→ SOURCE TEXT
----------------------------------------

Cancer

Cancer is a product of cellular changes that cause disease through the uncontrolled growth and division of cells.  Over the past 150 years, many hypotheses have been proposed to explain the origin of cancer cells. These include the unregulated proliferation of cancer cells, metastasis and the histological classification of the cancer tissue (benign or malignant tumour). 

In 1845, Rudolf Virchow found abnormal increases in white blood cells in some patients, and in 1847 identified the condition as a blood disease called leukämie (leukaemia). In 1857, Virchow was the first to identify chordoma, a tumour developed at the skull’s base. Also,  in 1858, he presented that cancer cells are the body’s own cells.  

Currently, the most accepted theory of cancer is based on the hysteron proteron of the somatic mutation theory (SMT). In this model, the first event (mutations) occurs after the cell has been transformed from a normal cell to a cancer cell via a process termed carcinogenesis. These mutations have increasingly been perceived as the causal event in the origin of the vast majority of cancers. 

Currently, this model is challenged by a growing amount of experimental data and arguments that could either not be explained by the model or contradict this model. 

One study of three subtypes of ependymoma (glioma) brain tumours found that one subtype carried an intrachromosomal translocation (a segment breaking off the chromosome and rejoining it at a different location), creating a new tumour-driving gene. The second subtype lacked tumour-driving mutations and had epigenetic modifications compared to the third subtype, which had neither gene mutations nor epigenetic aberrations.

Furthermore, the fact that normal tissues can display massive genetic changes, including changes in cancer-initiating and cancer-driving genes.  Over the past few decades, several transfer experiments have demonstrated tumour-suppressing effects on normal cytoplasm. These include mitochondrial transfer, which has the ability to suppress tumour growth. This could be demonstrated – despite the presence of cancerous nuclear genomes – by showing the introduction of non-cancerous mitochondria into highly malignant breast cancer cells. This approach reversed the malignancy and down-regulated several oncogenic pathways, such as invasion and in vivo tumour growth.

----------------------------------------

→ ASSIGNMENT 1
According to the cancer passage, in what year did Rudolf Virchow first identify chordoma?
→ ASSIGNMENT 2
Duplicate the cancer passage between "Cancer is a" and "or malignant tumour).", inclusive.
The entries are not needed for this work.

→ DATA RECORDS
----------------------------------------

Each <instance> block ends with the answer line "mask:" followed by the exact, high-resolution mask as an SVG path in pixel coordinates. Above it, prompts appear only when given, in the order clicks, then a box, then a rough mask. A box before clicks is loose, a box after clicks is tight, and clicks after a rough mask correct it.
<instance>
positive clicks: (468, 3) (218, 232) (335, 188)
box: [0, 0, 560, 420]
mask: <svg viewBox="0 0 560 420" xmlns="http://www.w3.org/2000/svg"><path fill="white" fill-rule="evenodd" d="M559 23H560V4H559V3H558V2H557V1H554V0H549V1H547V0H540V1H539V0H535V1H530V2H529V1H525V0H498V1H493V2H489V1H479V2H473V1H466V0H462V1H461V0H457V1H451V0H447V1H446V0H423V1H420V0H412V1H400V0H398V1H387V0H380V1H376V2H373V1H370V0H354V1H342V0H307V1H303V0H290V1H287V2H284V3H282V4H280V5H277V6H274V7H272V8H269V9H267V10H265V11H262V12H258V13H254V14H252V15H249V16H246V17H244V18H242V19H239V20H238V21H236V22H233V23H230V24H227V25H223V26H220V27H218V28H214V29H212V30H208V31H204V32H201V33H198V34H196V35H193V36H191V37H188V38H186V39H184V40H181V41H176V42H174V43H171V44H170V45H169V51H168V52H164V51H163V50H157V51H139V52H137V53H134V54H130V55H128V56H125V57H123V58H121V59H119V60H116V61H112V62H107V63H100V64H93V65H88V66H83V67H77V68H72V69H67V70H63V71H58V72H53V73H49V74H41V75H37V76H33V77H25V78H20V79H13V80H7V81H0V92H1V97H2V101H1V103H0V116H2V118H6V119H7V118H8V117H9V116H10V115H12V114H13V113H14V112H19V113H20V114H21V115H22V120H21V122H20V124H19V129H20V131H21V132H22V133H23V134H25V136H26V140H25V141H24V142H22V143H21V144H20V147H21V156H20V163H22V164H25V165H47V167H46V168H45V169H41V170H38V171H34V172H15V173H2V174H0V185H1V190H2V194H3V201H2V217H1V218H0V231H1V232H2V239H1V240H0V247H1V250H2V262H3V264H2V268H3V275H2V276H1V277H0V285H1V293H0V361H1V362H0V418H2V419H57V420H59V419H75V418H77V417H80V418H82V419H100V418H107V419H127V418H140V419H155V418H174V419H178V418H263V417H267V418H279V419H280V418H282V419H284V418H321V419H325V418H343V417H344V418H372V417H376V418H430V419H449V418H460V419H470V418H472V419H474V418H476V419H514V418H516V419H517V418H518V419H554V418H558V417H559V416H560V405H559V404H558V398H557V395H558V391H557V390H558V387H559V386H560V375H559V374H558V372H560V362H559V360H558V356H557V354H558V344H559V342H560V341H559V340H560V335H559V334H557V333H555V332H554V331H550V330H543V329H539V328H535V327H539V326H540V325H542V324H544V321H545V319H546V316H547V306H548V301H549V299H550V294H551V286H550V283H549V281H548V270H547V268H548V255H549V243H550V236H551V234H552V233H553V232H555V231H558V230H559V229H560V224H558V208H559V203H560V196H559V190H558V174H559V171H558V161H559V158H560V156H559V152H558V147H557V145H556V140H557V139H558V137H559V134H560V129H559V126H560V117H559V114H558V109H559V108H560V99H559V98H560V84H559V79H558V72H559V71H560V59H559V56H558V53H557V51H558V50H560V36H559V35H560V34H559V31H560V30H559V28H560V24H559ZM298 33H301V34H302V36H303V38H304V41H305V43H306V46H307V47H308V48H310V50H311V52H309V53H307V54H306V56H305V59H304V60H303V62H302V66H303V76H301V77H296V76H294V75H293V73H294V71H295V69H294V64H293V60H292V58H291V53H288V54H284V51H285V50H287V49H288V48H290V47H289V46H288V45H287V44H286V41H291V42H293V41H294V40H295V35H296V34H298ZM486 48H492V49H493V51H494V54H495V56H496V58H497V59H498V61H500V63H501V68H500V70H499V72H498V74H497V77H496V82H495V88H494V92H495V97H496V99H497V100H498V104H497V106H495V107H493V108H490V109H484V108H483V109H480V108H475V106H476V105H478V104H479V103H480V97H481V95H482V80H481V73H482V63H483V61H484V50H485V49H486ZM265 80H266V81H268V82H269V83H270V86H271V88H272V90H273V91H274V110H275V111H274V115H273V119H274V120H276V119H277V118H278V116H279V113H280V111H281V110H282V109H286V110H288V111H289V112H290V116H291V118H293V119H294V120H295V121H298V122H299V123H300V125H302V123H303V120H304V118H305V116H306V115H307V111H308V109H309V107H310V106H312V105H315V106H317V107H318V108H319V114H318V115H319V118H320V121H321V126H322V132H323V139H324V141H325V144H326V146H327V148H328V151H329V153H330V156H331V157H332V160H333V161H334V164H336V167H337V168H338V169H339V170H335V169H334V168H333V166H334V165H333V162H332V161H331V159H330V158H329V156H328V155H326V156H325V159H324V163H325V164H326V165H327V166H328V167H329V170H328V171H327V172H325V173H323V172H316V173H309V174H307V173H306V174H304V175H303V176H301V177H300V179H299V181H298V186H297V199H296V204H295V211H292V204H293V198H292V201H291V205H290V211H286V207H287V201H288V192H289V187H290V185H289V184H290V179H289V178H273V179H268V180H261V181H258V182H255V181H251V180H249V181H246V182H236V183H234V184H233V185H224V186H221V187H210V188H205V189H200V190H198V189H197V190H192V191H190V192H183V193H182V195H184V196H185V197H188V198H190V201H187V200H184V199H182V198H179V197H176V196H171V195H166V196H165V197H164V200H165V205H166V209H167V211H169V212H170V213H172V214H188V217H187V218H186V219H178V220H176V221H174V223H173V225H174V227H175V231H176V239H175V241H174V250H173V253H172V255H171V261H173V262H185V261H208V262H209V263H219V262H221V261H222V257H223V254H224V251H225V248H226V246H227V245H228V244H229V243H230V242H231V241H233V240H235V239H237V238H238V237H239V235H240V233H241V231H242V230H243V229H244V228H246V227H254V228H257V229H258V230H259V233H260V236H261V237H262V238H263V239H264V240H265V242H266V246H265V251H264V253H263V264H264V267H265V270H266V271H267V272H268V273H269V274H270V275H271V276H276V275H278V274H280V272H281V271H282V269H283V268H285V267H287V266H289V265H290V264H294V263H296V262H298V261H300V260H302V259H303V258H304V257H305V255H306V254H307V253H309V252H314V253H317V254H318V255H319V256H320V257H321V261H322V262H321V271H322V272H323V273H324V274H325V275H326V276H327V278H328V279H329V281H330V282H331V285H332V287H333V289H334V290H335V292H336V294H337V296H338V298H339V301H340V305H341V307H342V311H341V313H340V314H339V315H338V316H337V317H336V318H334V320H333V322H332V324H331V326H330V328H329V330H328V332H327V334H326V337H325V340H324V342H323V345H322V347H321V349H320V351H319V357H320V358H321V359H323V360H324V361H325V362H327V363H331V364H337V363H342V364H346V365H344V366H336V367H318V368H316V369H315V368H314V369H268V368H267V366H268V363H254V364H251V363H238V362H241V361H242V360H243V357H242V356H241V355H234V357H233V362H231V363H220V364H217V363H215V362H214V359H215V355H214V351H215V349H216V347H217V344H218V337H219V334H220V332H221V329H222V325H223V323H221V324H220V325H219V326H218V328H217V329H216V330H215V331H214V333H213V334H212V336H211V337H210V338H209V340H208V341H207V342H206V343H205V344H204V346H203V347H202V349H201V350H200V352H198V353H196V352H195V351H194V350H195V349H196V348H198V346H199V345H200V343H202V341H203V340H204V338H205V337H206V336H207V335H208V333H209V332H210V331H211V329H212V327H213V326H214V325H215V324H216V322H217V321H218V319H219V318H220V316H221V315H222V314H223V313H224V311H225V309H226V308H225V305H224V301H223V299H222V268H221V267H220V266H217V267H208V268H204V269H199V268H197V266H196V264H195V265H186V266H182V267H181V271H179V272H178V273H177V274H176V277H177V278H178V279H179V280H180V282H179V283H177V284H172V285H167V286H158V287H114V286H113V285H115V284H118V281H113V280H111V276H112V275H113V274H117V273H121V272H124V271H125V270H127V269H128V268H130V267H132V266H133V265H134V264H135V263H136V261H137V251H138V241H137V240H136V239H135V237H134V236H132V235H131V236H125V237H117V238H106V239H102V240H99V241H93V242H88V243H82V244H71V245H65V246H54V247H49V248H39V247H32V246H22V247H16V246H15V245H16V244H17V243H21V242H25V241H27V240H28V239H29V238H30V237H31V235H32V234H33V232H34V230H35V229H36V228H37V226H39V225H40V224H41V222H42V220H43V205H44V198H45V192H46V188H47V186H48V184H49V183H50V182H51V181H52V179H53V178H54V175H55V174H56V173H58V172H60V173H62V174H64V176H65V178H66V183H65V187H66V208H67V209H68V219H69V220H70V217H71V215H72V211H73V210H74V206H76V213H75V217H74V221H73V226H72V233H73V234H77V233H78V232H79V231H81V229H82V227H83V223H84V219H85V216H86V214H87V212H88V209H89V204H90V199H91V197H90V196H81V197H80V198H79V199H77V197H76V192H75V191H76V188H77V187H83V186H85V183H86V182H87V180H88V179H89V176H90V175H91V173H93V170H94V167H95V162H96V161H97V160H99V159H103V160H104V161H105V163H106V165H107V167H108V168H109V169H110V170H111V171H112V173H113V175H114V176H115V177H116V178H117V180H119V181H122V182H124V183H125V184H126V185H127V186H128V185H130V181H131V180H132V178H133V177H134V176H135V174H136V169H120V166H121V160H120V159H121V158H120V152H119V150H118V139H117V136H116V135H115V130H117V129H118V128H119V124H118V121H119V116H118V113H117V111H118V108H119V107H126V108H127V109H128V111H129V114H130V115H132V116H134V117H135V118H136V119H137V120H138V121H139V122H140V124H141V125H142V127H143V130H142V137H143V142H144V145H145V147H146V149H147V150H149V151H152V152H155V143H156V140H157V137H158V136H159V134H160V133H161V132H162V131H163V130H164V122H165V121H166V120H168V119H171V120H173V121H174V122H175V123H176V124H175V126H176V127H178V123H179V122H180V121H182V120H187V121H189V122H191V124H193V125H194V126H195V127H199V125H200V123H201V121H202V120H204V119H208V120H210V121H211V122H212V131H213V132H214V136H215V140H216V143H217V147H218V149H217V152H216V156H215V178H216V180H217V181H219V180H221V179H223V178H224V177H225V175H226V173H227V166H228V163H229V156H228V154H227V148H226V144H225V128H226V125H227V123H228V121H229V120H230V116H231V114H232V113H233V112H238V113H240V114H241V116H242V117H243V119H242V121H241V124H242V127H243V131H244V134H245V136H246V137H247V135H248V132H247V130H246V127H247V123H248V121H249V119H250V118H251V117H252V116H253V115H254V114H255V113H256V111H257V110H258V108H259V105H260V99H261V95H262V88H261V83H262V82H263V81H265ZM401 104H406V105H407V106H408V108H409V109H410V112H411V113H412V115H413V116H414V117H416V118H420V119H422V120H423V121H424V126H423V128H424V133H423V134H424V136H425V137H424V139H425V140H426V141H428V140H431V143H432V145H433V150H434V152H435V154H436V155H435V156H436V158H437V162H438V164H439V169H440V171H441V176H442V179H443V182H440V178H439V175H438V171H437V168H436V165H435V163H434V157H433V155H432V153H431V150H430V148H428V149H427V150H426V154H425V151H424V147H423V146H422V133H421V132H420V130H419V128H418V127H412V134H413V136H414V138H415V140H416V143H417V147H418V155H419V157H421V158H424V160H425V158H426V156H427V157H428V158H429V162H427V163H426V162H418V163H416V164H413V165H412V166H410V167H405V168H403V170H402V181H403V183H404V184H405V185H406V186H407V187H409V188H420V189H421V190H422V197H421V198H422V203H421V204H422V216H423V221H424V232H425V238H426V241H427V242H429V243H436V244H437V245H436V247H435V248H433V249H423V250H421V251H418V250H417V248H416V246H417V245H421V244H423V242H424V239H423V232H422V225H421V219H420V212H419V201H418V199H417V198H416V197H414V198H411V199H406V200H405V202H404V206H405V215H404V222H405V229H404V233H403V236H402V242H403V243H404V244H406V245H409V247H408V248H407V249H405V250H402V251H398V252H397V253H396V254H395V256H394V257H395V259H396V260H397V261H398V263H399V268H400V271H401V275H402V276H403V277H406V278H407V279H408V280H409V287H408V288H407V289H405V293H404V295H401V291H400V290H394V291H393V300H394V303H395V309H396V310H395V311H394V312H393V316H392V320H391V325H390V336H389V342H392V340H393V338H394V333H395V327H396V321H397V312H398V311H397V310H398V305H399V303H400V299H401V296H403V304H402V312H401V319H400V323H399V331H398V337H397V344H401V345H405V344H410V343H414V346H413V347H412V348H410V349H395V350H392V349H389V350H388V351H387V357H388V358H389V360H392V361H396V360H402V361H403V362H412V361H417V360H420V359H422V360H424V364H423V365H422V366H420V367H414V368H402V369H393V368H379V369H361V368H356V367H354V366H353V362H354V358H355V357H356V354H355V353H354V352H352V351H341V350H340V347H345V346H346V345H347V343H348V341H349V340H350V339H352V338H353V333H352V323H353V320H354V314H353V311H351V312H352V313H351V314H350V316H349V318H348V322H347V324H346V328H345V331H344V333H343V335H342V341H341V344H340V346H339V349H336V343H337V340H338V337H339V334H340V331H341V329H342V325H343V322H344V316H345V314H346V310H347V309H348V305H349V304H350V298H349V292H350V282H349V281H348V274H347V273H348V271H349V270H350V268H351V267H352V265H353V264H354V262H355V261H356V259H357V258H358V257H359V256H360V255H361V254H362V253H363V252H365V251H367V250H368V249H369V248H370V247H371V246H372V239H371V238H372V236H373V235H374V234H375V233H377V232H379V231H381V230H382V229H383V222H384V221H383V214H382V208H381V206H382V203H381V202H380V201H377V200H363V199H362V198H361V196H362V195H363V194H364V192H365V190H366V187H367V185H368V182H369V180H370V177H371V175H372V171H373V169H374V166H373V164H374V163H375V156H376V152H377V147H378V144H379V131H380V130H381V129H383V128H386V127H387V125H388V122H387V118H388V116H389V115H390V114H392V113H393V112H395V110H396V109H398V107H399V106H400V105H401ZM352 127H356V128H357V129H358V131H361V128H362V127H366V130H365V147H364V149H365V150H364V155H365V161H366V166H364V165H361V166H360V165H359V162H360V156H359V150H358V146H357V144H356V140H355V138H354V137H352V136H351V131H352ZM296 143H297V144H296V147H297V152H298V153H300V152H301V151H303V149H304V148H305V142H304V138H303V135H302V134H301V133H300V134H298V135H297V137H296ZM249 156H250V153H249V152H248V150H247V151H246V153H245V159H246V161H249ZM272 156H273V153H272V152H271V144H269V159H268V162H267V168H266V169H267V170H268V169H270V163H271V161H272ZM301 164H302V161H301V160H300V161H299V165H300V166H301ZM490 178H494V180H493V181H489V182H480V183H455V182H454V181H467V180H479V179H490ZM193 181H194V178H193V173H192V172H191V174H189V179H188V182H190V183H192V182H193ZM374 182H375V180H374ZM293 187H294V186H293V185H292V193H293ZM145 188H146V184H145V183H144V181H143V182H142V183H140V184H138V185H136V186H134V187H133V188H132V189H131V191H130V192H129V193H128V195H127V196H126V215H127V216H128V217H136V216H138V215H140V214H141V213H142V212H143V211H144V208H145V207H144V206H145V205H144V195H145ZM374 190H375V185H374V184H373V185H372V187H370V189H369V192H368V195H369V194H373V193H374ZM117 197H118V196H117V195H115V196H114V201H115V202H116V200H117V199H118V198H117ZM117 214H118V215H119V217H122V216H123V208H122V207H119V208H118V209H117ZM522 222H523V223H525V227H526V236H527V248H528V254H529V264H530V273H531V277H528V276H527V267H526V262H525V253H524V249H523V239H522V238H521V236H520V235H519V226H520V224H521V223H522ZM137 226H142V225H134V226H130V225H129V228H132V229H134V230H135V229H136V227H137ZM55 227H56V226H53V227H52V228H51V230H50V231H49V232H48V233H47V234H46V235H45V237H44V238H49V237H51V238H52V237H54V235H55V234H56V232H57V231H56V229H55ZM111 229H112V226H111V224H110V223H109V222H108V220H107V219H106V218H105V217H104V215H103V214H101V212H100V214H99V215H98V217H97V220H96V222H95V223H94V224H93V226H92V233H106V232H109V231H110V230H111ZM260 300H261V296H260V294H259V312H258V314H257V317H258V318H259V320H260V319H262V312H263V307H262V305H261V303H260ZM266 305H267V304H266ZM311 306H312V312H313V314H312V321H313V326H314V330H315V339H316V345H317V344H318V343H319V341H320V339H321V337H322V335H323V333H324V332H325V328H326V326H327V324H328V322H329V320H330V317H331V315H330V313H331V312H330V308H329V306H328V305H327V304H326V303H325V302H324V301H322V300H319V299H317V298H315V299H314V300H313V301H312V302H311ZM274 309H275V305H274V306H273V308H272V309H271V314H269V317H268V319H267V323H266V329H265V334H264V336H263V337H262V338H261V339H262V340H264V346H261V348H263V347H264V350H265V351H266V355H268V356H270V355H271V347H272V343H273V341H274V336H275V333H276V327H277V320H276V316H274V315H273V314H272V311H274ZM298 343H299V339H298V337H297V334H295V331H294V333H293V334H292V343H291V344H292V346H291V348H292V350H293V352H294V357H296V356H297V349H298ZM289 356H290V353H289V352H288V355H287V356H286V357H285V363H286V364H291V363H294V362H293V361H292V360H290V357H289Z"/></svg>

----------------------------------------

→ PROBLEM SOLUTION 1
1857

→ PROBLEM SOLUTION 2
Cancer is a product of cellular changes that cause disease through the uncontrolled growth and division of cells.  Over the past 150 years, many hypotheses have been proposed to explain the origin of cancer cells. These include the unregulated proliferation of cancer cells, metastasis and the histological classification of the cancer tissue (benign or malignant tumour).